» **Task requirements**: Please restate verbatim the lines that open the listing below, ending with the line in which "TARGET = tree trunk" occurs.

» **Records supplied**:
--

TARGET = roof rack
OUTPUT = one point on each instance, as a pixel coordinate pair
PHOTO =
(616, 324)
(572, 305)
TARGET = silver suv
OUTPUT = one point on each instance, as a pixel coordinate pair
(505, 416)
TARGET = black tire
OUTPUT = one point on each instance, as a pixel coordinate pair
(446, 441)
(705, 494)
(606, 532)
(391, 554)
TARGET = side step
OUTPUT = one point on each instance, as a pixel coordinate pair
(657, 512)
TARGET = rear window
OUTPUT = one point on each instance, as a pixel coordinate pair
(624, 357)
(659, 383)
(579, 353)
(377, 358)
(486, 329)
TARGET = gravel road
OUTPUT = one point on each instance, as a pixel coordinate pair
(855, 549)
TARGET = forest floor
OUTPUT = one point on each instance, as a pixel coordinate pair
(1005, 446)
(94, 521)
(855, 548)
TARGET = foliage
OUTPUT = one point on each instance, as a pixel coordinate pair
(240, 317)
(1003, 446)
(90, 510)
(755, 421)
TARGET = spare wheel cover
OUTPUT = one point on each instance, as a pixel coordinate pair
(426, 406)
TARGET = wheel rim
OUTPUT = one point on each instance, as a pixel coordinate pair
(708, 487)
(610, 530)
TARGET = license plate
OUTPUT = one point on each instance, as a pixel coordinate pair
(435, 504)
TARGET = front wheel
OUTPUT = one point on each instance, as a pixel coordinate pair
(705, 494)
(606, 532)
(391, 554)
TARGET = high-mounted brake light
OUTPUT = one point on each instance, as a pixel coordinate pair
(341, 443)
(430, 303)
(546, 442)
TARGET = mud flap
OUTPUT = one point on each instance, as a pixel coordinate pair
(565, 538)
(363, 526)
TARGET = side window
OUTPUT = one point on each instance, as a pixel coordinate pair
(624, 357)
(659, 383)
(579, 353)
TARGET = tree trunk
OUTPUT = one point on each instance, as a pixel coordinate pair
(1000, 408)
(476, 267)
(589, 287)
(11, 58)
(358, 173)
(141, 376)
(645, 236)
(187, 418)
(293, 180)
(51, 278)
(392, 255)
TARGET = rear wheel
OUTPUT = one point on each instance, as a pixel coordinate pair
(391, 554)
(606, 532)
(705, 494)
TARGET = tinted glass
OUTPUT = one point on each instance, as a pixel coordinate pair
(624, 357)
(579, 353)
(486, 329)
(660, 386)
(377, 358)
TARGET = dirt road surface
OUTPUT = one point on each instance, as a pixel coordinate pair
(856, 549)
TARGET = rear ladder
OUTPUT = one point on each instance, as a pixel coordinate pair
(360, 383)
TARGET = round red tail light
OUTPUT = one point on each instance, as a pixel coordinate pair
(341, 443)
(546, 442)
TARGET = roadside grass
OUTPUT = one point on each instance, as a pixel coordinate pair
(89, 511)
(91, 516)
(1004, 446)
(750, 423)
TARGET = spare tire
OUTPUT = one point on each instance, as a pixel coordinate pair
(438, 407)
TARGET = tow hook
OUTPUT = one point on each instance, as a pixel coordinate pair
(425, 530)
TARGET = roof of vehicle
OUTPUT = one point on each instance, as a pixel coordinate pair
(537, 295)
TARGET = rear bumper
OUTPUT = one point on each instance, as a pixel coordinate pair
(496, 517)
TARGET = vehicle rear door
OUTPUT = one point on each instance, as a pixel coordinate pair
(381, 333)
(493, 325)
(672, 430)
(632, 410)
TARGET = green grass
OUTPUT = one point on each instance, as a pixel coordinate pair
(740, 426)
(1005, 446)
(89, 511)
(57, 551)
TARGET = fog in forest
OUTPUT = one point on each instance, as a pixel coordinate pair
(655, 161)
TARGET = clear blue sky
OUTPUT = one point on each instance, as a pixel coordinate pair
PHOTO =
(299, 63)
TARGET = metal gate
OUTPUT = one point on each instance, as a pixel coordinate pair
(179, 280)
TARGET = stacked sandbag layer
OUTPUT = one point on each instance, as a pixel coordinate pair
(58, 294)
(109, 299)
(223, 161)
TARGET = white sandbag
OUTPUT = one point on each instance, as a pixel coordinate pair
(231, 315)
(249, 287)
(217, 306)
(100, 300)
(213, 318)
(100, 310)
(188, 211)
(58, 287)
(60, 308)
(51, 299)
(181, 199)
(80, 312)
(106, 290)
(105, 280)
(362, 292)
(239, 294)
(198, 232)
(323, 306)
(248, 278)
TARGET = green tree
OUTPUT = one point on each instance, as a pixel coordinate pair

--

» **Answer**:
TARGET = roof rack
OUTPUT = one point on each instance, as a pixel coordinate pair
PHOTO =
(616, 324)
(572, 305)
TARGET = silver suv
OUTPUT = one point on each instance, as a pixel coordinate pair
(505, 416)
TARGET = black tire
OUTPUT = one point on each instance, as a pixel coordinate pair
(446, 441)
(705, 494)
(606, 532)
(391, 554)
TARGET = side step
OUTPUT = one point on each instance, as a pixel coordinate pair
(657, 512)
TARGET = rear window
OUTPUT = one point on each instance, as a pixel coordinate pair
(624, 357)
(659, 383)
(579, 353)
(377, 358)
(486, 329)
TARGET = gravel road
OUTPUT = one point on each instance, as a pixel coordinate pair
(855, 549)
TARGET = forest floor
OUTPUT = one point on each instance, as a pixel coordinate pair
(1005, 446)
(94, 521)
(855, 548)
TARGET = foliage
OUTPUT = one point on each instance, as a pixel coordinate pair
(240, 317)
(1003, 446)
(90, 510)
(755, 421)
TARGET = spare wheel cover
OUTPUT = one point on each instance, as a pixel coordinate pair
(426, 406)
TARGET = wheel rim
OUTPUT = one point on each instance, as a pixel coordinate pair
(708, 487)
(610, 530)
TARGET = license plate
OUTPUT = one point on each instance, as a pixel coordinate pair
(435, 504)
TARGET = front wheel
OUTPUT = one point on each instance, as a pixel coordinate pair
(705, 494)
(606, 532)
(391, 554)
TARGET = high-mounted brake light
OUTPUT = one point on each instance, as a pixel coordinate pair
(341, 443)
(430, 303)
(546, 442)
TARGET = mud flap
OUTPUT = one point on each instance, as a pixel coordinate pair
(565, 538)
(363, 526)
TARGET = side window
OUTPUT = one point on each instance, as a pixel coordinate pair
(624, 357)
(659, 383)
(579, 353)
TARGET = tree trunk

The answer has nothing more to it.